• Records supplied:
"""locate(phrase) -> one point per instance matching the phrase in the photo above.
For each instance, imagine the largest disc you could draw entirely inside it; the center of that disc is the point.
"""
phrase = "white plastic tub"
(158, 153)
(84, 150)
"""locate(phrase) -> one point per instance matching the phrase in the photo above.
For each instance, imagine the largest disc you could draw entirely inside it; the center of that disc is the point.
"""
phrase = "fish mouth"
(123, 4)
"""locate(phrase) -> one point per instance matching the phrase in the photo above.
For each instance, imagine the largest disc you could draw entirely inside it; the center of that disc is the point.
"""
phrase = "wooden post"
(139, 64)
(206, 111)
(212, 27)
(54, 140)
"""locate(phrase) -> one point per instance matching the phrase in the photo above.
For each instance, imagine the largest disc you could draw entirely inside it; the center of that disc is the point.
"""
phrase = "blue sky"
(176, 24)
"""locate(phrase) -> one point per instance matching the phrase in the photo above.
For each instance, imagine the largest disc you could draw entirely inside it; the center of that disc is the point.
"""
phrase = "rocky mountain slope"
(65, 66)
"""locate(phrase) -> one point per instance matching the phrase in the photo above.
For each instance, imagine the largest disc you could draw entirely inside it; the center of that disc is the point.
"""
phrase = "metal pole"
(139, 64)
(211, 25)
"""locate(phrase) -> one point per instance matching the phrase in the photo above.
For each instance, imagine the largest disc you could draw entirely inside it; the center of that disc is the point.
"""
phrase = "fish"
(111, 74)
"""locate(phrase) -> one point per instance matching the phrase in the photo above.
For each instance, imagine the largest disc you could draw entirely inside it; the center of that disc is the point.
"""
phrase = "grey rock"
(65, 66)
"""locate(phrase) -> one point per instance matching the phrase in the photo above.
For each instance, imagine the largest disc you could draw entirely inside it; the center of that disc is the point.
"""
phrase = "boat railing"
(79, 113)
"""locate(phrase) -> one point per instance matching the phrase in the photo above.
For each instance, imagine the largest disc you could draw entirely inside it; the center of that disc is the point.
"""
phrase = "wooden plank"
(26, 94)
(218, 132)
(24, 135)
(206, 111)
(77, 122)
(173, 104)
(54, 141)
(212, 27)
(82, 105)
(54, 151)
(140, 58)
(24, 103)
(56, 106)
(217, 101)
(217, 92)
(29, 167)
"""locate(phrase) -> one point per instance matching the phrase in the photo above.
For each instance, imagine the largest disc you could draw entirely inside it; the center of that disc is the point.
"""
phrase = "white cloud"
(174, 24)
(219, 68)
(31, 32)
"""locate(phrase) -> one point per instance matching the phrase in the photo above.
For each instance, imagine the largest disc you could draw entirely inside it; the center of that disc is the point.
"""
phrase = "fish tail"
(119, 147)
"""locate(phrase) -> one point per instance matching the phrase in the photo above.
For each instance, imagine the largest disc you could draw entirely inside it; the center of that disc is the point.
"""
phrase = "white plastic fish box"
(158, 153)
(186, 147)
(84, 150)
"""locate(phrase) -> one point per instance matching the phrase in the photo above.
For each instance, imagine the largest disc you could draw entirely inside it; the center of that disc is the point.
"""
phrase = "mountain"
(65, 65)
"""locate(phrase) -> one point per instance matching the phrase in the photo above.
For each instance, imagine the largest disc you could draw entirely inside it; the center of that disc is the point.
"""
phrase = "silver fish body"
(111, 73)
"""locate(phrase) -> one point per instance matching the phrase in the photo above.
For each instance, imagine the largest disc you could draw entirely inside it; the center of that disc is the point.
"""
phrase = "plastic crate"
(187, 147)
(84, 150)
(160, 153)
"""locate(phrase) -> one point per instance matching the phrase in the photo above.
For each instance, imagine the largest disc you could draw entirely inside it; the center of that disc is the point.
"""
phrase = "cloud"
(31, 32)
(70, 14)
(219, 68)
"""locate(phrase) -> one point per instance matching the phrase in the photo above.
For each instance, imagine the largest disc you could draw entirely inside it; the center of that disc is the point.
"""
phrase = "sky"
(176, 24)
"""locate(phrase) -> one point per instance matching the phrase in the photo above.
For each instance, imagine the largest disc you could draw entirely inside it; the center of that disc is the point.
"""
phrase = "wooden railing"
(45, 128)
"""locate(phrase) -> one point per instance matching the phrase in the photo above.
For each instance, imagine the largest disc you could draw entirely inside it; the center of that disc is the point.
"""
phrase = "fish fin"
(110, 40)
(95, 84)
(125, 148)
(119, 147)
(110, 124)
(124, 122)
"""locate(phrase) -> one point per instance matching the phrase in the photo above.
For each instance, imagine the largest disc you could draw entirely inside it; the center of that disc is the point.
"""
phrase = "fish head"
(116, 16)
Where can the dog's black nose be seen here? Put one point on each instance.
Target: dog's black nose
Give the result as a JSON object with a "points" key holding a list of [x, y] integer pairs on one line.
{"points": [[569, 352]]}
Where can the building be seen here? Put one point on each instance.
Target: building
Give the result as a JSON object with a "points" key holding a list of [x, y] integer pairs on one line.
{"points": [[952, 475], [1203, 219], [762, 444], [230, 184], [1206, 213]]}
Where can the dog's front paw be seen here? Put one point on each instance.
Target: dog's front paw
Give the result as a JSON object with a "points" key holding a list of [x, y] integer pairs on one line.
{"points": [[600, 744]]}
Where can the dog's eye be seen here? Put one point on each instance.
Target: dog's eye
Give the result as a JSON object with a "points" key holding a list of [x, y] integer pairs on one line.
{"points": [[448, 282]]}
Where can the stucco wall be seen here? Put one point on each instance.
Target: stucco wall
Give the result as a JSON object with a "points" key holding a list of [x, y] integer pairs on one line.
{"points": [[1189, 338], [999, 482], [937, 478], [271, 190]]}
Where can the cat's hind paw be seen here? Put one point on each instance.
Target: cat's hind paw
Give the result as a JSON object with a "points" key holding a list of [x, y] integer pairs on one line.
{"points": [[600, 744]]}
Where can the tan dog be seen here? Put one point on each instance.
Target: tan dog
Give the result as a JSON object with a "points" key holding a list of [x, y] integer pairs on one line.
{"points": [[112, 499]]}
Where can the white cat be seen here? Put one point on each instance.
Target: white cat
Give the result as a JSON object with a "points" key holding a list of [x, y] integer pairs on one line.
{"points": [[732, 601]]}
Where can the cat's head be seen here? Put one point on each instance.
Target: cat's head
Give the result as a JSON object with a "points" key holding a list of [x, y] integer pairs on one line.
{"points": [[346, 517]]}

• Task to complete:
Starting from the first line above, copy the data through to the last line exactly.

• Result of the task:
"""locate(phrase) -> one point per instance matching the phrase in the photo above.
For each instance, imagine the largest disc you could draw entirely inside it; the center of that disc is the point.
"""
phrase = "white plastic tub"
(158, 153)
(84, 150)
"""locate(phrase) -> one point per instance matching the phrase in the photo above.
For each instance, imagine the largest disc you could draw entirely inside it; the center of that disc is the point.
"""
phrase = "fish mouth"
(123, 4)
"""locate(phrase) -> one point per instance matching the phrase in the photo above.
For each instance, imagine the largest disc you could draw entirely inside it; the center of that disc is the point.
"""
phrase = "wooden post"
(139, 64)
(206, 111)
(212, 27)
(54, 140)
"""locate(phrase) -> one point per instance matching the phrase in the photo above.
For each instance, imagine the largest disc you could draw entirely inside it; the center of that disc is the point.
"""
phrase = "blue sky"
(176, 24)
"""locate(phrase) -> one point per instance matching the phrase in the photo above.
For each instance, imagine the largest disc you could draw entirely inside it; the center of that disc is the point.
"""
phrase = "rocky mountain slope"
(65, 66)
"""locate(phrase) -> one point per instance matching the phrase in the photo above.
For each instance, imagine the largest disc you could draw entirely inside it; the center of that disc is the point.
"""
phrase = "metal pole"
(139, 64)
(211, 25)
"""locate(phrase) -> one point per instance matching the phrase in the photo above.
For each instance, imagine the largest disc you could draw entirely inside it; the center of that disc is the point.
"""
phrase = "fish"
(111, 74)
"""locate(phrase) -> one point per instance matching the phrase in the photo above.
For each instance, imagine the largest disc you could draw entirely inside it; the center of that disc is the point.
"""
phrase = "grey rock"
(65, 66)
"""locate(phrase) -> one point per instance matching the phrase in the photo above.
For each instance, imagine the largest disc you could draw entirely inside it; the center of that disc is the point.
"""
phrase = "boat railing"
(79, 113)
"""locate(phrase) -> one point per instance matching the phrase in the photo above.
For each instance, imagine the largest disc you could draw entirely inside it; the center of that disc is the point.
"""
phrase = "wooden plank"
(26, 94)
(218, 132)
(24, 135)
(206, 111)
(77, 122)
(173, 104)
(54, 141)
(212, 27)
(82, 105)
(54, 151)
(140, 58)
(24, 103)
(56, 106)
(217, 101)
(217, 92)
(29, 167)
"""locate(phrase) -> one point per instance matching the phrase in the photo above.
For each instance, imagine the largest disc you could draw entirely inside it; the center of that disc is the point.
"""
phrase = "white cloud"
(174, 24)
(219, 68)
(31, 32)
"""locate(phrase) -> one point per instance matching the phrase in the photo above.
For each instance, imagine the largest disc you could draw entirely inside it; the center of that disc is the point.
"""
phrase = "fish tail"
(119, 147)
"""locate(phrase) -> one point per instance matching the phrase in the photo above.
For each instance, imagine the largest disc you could draw entirely inside it; the center of that disc is the point.
"""
phrase = "white plastic fish box"
(158, 153)
(186, 147)
(84, 150)
"""locate(phrase) -> one point per instance matching the phrase in the photo above.
For each instance, imagine the largest disc you could draw entirely inside it; the center of that disc is the point.
"""
phrase = "mountain"
(65, 65)
"""locate(phrase) -> one point per instance matching the phrase in the photo above.
For each instance, imagine the largest disc you could draw entirely inside it; the center of that disc is the point.
"""
phrase = "silver fish body"
(111, 73)
"""locate(phrase) -> one point per instance matching the phrase in the photo above.
For each instance, imagine the largest disc you could draw entirely inside it; the center of that disc is the point.
"""
phrase = "plastic crate"
(187, 147)
(84, 150)
(160, 153)
"""locate(phrase) -> one point per instance matching the phrase in the photo above.
For each instance, imagine the largest disc you could draw entirely inside it; the center of that disc is the point.
"""
phrase = "cloud"
(31, 32)
(70, 14)
(219, 68)
"""locate(phrase) -> one point per instance matching the phrase in the photo above.
For each instance, imagine the largest disc you could draw entirely inside it; the center of that disc is the point.
"""
phrase = "sky"
(176, 24)
"""locate(phrase) -> one point per instance matching the phrase in the photo above.
For each instance, imagine the largest disc you could draw entirely inside it; the center of that disc is the point.
"""
phrase = "wooden railing"
(45, 128)
"""locate(phrase) -> one point per instance matching the phrase in the photo above.
For each instance, imagine the largest disc you could draw entirely inside it; the center of that disc is the point.
"""
phrase = "fish fin"
(110, 40)
(95, 84)
(125, 148)
(119, 147)
(110, 124)
(124, 122)
"""locate(phrase) -> one point per instance matching the phrase in the photo above.
For each instance, imagine the largest disc you could draw entirely inside it; the center of that disc is the point.
"""
phrase = "fish head"
(116, 16)
Where can the dog's black nose be seen here? Put one point on each instance.
Target: dog's black nose
Give the result as a JSON object with a "points" key holding a list of [x, y] integer pairs on one line.
{"points": [[569, 352]]}
Where can the building be seen here? Put one point on each instance.
Target: building
Give the result as a JSON object with a "points" key holding a list of [x, y] integer pairs on one line.
{"points": [[952, 475], [1203, 219], [762, 444], [230, 184], [1206, 213]]}
Where can the dog's front paw be seen here? Put one point on each instance.
Target: dog's front paw
Give the result as a JSON object with a "points" key holding a list of [x, y] integer pairs on one line.
{"points": [[600, 744]]}
Where can the dog's eye be seen here? Put one point on each instance.
Target: dog's eye
Give the result as a JSON object with a "points" key holding a list of [x, y] integer pairs on one line.
{"points": [[448, 282]]}
Where can the stucco wall be seen here? Put one point on each instance.
Target: stucco wall
Give the result as a JSON object with a "points" key holding a list of [x, y] integer pairs on one line.
{"points": [[1189, 338], [999, 482], [937, 478], [271, 190]]}
Where can the cat's hind paw be seen here? Put one point on each instance.
Target: cat's hind paw
Give the result as a JSON object with a "points" key holding a list of [x, y] integer pairs on one line.
{"points": [[600, 744]]}
Where can the tan dog be seen here? Put one point on each instance.
Target: tan dog
Give the result as a JSON object with a "points" key holding a list of [x, y] integer pairs on one line.
{"points": [[112, 499]]}
Where can the white cat be seen here? Put one point on each instance.
Target: white cat
Give the result as a JSON object with a "points" key holding a list of [x, y] integer pairs on one line.
{"points": [[732, 601]]}
Where can the cat's head be seen here? Put one point on each instance.
Target: cat's head
Give the result as a JSON object with a "points" key holding a list of [x, y] integer pairs on one line.
{"points": [[346, 517]]}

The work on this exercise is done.